* Given text:
*** Begin section ***
25. Final Disposition. Within thirty days after the final disposition of this action (whether by settlement or entry of a final, non-appealable judgment), each party shall return all designated material to the designator or destroy such material, including all copies, abstracts, compilations, summaries, and any other format reproducing or capturing any designated material. The receiving party must submit a written certification to the designator by the thirty-day deadline that (1) identifies (by category, where appropriate) all the designated material that was returned or destroyed, and (2) affirms that the receiving party has not retained any copies, abstracts, compilations, summaries, or any other format reproducing or capturing any of the designated material. This provision shall not prevent counsel from retaining an archival copy of all pleadings, motion papers, trial, deposition, and hearing transcripts, legal memoranda, correspondence, deposition and trial exhibits, expert reports, attorney work product, and consultant and expert work product, even if such materials contain designated material. Any such archival copies remain subject to this Order. The foregoing deadlines may be extended by mutual agreement of the producing and receiving parties, without the need for an additional Court order.
XI. VIOLATIONS
26. In the event of any violation of this Order, the Court may grant such relief as it deems appropriate, including monetary damages to the injured party, equitable relief, and/or any appropriate sanctions.
IT IS SO ORDERED.
EXHIBIT A
UNITED STATES DISTRICT COURT CENTRAL DISTRICT OF CALIFORNIA, SOUTHERN DIVISION
Alternate Health USA Inc.
and Alternate Health Corp.,
Plaintiffs,
- against - Case No: 8:17-CV-01997-CJC-JDE
Paul Edalat,
Defendant.
Paul Edalat,
Counterclaimaint,
- against -
Alternate Health USA Inc., Alternate Health
Corp., Howard Mann, Michael L. Murphy,
M.D., and Computershare Investor Services,
Inc.,
Counterdefendants.
CONFIDENTIALITY AGREEMENT
I have received and read in its entirety a copy of the Stipulated Protective Order ("Order") issued in the above-captioned action. I fully understand the terms therein. I agree not to disclose any designated material (as defined therein, and including any material designated as "CONFIDENTIAL" or "HIGHLY CONFIDENTIAL — ATTORNEY'S EYES ONLY," documents which quote, summarize, or paraphrase such materials, and all copies, abstracts, compilations, summaries, or documents in other formats reproducing or capturing any designated material) to any person or entity not entitled to receive disclosure of such designated material under the Order; not to use such designated material for purposes beyond my participation in this action; and to abide by the Order in every respect. I understand that any disclosure or use of designated material in any manner contrary to the provisions of the Order may subject me to, among other things, sanctions for contempt of court.
*** End section ***
* Exercise data:
*** Begin section ***
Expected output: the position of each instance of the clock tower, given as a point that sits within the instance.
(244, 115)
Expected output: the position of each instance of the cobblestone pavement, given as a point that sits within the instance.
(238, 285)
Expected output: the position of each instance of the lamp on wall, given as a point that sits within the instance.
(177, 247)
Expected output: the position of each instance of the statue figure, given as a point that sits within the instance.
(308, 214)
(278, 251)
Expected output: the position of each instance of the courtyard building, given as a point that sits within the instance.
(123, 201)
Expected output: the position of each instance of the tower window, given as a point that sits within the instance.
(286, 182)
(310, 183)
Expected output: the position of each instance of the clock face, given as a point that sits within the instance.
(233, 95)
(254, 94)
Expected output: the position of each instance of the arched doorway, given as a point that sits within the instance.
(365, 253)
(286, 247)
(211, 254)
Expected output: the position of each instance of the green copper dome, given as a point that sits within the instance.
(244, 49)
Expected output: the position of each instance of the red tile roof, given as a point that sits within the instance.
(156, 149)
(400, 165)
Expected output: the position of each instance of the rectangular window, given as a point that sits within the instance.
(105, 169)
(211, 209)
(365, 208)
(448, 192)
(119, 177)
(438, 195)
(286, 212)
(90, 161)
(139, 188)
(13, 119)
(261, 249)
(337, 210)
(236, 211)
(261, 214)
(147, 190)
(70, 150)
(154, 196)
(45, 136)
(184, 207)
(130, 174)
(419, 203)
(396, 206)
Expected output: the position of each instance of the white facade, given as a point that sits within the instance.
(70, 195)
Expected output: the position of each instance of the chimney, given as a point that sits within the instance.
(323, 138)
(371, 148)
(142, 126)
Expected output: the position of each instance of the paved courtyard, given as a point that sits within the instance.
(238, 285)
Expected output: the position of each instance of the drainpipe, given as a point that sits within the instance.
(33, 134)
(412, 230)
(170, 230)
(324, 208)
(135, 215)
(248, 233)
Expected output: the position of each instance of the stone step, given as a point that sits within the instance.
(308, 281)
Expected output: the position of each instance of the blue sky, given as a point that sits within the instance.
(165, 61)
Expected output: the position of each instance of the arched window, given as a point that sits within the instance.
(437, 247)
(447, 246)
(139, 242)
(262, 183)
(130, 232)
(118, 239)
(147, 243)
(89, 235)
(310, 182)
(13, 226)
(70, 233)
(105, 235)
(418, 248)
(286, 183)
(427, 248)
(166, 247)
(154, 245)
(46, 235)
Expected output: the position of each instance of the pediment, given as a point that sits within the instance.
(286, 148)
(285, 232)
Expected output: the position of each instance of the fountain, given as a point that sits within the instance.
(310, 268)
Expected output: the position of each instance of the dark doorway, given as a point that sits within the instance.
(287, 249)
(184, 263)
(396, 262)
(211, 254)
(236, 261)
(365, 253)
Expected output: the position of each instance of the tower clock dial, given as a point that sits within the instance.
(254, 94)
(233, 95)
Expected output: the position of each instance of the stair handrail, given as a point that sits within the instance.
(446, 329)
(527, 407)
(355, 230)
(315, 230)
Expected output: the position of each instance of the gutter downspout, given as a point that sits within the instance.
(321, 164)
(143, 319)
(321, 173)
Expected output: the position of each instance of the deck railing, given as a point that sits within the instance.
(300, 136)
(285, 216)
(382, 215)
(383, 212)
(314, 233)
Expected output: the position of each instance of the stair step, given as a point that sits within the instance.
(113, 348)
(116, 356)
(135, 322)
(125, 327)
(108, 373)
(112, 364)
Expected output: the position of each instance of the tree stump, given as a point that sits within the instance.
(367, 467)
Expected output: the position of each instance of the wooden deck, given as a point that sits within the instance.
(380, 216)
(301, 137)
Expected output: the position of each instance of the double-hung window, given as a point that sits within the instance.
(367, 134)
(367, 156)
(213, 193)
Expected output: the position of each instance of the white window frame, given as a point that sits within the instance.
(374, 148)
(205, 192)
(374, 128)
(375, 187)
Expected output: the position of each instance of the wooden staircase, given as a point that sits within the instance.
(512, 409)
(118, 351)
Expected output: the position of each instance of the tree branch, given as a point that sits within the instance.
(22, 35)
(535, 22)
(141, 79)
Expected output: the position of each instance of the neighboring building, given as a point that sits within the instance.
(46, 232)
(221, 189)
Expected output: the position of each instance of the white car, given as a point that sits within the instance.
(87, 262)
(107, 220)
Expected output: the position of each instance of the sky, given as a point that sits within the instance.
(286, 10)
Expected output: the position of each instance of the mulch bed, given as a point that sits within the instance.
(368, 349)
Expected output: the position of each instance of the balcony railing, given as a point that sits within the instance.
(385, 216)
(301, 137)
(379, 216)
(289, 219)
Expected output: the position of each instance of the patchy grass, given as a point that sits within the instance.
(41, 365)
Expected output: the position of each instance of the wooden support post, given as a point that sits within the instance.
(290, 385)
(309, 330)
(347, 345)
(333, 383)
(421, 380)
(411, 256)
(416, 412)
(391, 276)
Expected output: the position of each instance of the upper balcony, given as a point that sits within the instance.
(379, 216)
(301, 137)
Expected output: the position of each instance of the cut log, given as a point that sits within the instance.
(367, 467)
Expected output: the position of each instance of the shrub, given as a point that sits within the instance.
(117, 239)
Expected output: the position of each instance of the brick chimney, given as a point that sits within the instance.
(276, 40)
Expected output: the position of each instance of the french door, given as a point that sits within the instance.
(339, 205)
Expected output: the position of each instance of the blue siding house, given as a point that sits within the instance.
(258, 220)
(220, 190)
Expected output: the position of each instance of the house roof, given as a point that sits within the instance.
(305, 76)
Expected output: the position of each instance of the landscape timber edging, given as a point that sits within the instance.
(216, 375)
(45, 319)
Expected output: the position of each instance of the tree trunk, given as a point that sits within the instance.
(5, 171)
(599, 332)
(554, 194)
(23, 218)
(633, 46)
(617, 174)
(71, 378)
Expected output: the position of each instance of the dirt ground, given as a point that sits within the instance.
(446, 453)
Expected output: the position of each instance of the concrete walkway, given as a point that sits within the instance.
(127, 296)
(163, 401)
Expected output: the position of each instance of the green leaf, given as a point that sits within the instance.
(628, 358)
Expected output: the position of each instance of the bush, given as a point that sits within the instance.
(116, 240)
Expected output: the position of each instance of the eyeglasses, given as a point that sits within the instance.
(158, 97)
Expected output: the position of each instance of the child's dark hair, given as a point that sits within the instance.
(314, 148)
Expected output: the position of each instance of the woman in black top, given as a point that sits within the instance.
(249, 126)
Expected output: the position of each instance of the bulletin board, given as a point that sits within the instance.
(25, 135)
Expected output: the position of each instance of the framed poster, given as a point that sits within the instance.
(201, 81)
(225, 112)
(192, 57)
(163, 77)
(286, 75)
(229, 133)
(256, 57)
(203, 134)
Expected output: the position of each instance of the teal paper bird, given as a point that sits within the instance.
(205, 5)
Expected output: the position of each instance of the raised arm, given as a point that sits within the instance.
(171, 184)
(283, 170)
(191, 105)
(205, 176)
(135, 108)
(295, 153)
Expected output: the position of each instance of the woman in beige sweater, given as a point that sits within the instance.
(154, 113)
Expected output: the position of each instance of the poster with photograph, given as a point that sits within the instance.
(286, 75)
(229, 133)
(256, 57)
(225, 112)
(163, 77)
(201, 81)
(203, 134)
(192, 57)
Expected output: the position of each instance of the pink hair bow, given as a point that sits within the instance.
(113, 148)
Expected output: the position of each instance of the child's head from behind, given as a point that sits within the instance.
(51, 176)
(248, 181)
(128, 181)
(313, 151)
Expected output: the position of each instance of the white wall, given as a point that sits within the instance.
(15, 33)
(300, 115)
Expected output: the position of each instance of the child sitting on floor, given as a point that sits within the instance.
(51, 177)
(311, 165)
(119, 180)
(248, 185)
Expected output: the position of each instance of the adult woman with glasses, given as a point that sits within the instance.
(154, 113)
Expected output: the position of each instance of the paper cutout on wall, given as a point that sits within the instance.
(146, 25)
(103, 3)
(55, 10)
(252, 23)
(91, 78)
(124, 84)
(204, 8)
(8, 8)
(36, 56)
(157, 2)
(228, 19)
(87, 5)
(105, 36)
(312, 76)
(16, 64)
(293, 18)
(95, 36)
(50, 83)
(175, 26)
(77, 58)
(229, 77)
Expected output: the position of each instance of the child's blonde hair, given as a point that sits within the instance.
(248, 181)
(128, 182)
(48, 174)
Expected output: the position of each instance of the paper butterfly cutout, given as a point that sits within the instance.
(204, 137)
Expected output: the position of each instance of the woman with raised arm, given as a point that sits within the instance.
*** End section ***
* Tasks:
A – Rewrite the paragraph of the protective order that begins "25. Final Disposition" as a list, keeping its main facts.
B – Answer these questions from the protective order, one line each:
(i) What case number is given for the action?
(ii) What relief may the Court grant in the event of a violation of the Order?
(iii) According to the confidentiality agreement, what may disclosure or use of designated material contrary to the Order subject the signer to, among other things?
C – Copy the part of the protective order that begins at the words "XI. VIOLATIONS" and stop after the words "IS SO ORDERED.".
The entries have no connection to the protective order.

* Answers for the exercise:
A –
- Within thirty days after the action's final disposition (by settlement or a final, non-appealable judgment), each party must return all designated material to the designator or destroy it. This includes all copies, abstracts, compilations, summaries, and any other format reproducing or capturing it.
- By that deadline, the receiving party must give the designator a written certification. It must identify (by category, where appropriate) all designated material returned or destroyed. It must also affirm that no copies or other reproductions of it were retained.
- Counsel may still keep an archival copy of certain materials, even if they contain designated material:
  - pleadings and motion papers
  - trial, deposition, and hearing transcripts
  - legal memoranda and correspondence
  - deposition and trial exhibits
  - expert reports
  - attorney, consultant, and expert work product
- Such archival copies remain subject to the Order.
- The producing and receiving parties may extend the deadlines by mutual agreement, without an additional Court order.

B –
(i) 8:17-CV-01997-CJC-JDE
(ii) Relief it deems appropriate, including monetary damages to the injured party, equitable relief, and/or any appropriate sanctions.
(iii) Sanctions for contempt of court.

C –
XI. VIOLATIONS
26. In the event of any violation of this Order, the Court may grant such relief as it deems appropriate, including monetary damages to the injured party, equitable relief, and/or any appropriate sanctions.
IT IS SO ORDERED.